- **Activity**:
Please keep to the lines below from the one with "TARGET: gravel ground" through the one with "TARGET: house window", and restate them word for word, ends included.

- **Given information**:
┌──

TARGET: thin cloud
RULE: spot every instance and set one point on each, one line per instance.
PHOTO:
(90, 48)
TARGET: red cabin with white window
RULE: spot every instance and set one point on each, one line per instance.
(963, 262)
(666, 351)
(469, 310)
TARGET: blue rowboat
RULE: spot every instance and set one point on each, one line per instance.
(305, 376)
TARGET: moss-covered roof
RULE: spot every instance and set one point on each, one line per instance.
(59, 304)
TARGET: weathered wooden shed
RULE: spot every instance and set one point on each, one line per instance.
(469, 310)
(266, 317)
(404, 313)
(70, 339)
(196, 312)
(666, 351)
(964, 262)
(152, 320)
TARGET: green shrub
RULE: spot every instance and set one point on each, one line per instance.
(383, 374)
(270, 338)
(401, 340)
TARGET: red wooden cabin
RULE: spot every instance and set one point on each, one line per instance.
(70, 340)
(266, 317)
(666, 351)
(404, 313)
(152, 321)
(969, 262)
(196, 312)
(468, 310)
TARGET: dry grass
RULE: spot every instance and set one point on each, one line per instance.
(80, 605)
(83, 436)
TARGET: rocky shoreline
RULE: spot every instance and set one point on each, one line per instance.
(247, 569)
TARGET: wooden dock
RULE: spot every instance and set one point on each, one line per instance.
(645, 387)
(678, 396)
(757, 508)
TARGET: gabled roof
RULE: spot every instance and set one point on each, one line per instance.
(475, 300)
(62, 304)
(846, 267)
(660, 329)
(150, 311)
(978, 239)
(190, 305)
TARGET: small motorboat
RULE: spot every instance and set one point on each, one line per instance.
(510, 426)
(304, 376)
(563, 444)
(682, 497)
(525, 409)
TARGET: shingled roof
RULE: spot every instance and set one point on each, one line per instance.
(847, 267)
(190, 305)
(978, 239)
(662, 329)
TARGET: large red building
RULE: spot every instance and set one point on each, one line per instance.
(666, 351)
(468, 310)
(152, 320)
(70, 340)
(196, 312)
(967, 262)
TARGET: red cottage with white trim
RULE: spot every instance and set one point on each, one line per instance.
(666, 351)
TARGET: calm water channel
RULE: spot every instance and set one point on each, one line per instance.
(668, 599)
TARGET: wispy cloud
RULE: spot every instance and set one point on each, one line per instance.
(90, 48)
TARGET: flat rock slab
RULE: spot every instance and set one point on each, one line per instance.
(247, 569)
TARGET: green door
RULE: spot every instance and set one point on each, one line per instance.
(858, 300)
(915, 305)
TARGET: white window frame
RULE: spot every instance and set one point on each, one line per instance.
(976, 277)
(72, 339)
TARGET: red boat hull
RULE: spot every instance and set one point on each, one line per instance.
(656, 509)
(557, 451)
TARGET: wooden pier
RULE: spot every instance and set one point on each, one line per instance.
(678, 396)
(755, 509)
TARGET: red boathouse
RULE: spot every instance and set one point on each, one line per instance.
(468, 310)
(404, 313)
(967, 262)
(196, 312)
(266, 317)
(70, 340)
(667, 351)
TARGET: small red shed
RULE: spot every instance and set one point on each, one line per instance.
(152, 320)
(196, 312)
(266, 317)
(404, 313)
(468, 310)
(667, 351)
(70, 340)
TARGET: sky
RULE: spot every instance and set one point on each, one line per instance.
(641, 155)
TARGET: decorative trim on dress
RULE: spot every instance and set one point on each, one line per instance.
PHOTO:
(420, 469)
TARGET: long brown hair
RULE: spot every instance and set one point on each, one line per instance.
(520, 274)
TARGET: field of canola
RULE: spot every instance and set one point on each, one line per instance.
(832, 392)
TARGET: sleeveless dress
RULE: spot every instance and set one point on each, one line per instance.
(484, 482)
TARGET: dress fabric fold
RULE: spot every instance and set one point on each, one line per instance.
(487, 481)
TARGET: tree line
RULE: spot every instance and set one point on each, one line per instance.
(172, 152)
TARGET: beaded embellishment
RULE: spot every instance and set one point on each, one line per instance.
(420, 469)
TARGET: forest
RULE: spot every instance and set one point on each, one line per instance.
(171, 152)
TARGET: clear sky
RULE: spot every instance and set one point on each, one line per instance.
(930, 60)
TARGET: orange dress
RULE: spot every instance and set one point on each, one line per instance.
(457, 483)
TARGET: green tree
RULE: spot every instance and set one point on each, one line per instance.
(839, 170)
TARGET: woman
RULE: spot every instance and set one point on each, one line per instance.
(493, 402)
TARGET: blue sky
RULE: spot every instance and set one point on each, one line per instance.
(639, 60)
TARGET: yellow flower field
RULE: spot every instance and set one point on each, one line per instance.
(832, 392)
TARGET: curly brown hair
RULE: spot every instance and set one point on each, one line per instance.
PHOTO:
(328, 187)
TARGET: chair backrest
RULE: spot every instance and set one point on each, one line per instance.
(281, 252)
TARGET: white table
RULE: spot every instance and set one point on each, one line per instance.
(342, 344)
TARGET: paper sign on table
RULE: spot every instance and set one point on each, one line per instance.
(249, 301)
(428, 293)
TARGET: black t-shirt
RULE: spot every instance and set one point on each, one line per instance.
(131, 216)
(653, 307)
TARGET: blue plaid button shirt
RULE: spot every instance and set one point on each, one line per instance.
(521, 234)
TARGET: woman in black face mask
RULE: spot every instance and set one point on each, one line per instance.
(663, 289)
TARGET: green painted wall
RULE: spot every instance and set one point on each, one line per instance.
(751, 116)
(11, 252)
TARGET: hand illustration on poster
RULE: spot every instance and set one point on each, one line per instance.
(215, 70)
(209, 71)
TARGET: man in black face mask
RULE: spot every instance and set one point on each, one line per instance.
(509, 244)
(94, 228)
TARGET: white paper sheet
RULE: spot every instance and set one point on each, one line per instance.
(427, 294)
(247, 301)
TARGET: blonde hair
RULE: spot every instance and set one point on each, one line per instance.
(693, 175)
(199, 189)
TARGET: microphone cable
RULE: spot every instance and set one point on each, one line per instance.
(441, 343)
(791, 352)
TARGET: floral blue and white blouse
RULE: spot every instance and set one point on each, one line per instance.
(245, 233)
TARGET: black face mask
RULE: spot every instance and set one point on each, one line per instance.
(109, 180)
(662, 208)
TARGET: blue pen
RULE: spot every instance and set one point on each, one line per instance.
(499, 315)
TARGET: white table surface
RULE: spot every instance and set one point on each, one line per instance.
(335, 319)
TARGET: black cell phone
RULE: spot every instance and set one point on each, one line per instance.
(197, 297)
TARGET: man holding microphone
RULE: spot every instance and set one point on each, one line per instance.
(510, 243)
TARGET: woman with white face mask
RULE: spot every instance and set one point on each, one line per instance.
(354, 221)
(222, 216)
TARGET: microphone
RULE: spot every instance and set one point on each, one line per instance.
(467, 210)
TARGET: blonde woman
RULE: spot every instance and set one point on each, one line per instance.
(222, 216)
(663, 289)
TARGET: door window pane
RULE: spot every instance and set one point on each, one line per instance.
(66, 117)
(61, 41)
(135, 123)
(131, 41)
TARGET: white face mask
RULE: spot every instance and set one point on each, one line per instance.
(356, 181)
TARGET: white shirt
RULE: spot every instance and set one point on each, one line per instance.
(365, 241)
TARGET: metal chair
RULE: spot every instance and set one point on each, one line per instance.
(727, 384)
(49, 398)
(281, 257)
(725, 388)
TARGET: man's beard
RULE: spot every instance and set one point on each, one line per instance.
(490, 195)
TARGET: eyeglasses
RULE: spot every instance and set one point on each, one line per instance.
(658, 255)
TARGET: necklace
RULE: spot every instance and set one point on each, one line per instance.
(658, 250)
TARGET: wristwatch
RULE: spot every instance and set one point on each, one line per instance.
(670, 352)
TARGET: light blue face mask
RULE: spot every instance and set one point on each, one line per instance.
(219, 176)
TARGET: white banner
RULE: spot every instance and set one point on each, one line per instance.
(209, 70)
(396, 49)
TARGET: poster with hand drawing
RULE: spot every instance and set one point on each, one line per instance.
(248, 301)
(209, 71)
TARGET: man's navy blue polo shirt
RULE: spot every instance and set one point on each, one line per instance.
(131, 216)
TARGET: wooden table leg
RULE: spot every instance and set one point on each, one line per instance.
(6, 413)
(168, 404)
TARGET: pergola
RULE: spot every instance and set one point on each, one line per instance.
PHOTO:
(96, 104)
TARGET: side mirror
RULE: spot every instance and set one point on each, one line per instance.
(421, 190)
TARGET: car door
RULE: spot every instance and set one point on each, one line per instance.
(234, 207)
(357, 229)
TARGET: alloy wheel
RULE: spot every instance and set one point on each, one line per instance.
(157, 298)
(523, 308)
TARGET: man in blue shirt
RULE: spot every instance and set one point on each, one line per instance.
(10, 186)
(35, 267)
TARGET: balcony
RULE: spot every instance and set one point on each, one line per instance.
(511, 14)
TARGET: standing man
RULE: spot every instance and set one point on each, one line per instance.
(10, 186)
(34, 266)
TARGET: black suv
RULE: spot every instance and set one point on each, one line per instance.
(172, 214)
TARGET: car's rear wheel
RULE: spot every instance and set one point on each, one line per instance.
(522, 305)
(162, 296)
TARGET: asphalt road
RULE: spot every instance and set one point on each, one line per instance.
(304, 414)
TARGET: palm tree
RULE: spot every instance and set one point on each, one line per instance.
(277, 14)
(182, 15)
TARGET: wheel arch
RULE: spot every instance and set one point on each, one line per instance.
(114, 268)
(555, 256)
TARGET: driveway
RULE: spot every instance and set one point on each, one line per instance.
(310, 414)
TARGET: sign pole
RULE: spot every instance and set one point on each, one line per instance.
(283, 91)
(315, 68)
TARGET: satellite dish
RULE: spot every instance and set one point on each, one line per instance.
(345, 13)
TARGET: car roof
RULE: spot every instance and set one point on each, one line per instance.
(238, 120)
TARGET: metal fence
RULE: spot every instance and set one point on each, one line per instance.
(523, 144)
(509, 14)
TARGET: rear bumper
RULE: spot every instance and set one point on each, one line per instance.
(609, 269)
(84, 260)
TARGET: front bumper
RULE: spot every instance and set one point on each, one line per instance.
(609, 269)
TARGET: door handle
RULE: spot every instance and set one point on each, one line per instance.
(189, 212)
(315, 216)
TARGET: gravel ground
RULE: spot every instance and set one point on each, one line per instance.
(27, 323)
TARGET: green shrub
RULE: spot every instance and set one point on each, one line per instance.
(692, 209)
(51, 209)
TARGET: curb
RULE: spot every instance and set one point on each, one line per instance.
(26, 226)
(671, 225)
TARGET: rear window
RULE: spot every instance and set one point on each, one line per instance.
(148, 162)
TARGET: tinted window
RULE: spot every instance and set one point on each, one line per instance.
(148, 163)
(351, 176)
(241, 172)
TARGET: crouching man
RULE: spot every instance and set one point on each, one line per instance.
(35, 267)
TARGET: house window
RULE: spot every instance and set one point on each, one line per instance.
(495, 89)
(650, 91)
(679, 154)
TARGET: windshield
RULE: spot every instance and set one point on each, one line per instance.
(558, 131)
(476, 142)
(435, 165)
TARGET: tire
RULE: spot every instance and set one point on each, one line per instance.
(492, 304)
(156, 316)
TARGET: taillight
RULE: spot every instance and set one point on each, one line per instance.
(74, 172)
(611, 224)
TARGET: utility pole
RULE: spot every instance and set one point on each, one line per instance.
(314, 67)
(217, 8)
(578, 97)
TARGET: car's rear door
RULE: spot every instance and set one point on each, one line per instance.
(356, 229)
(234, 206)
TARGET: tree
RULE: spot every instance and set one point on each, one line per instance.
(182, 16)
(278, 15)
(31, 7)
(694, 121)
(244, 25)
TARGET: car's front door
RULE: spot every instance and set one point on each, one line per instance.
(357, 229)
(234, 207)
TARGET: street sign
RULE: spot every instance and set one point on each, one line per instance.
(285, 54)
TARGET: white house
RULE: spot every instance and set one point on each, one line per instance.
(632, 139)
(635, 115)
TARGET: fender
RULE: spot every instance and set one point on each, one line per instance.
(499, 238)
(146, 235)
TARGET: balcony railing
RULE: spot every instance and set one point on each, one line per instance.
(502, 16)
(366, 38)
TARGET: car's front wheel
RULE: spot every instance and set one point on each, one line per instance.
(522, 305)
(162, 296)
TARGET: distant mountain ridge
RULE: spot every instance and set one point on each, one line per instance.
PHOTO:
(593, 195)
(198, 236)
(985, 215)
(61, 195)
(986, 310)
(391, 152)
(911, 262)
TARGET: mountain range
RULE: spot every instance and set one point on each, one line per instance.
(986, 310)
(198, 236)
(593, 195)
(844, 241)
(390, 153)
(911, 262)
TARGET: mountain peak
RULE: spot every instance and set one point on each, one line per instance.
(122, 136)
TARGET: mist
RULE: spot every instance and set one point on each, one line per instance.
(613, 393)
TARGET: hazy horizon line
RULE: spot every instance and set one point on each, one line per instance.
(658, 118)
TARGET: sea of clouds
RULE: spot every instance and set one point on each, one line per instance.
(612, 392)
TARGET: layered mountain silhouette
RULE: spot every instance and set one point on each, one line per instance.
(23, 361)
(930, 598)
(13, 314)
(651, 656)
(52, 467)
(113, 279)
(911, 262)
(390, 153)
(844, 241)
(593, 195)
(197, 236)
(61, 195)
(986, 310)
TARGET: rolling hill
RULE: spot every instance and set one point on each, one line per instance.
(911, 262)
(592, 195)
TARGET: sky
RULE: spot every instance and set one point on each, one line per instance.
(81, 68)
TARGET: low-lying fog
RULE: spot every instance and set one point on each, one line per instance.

└──

- **Result of the exercise**:
TARGET: gravel ground
RULE: spot every instance and set one point on each, one line per instance.
(27, 323)
TARGET: green shrub
RULE: spot every instance and set one point on each, one line per instance.
(692, 209)
(51, 209)
TARGET: curb
RULE: spot every instance and set one point on each, one line per instance.
(26, 226)
(671, 225)
TARGET: rear window
RULE: spot every instance and set one point on each, one line per instance.
(148, 162)
TARGET: tinted window
RULE: spot every instance and set one point on each, one line per instance.
(148, 163)
(351, 176)
(241, 172)
TARGET: crouching man
RULE: spot every instance and set one point on each, one line per instance.
(35, 267)
TARGET: house window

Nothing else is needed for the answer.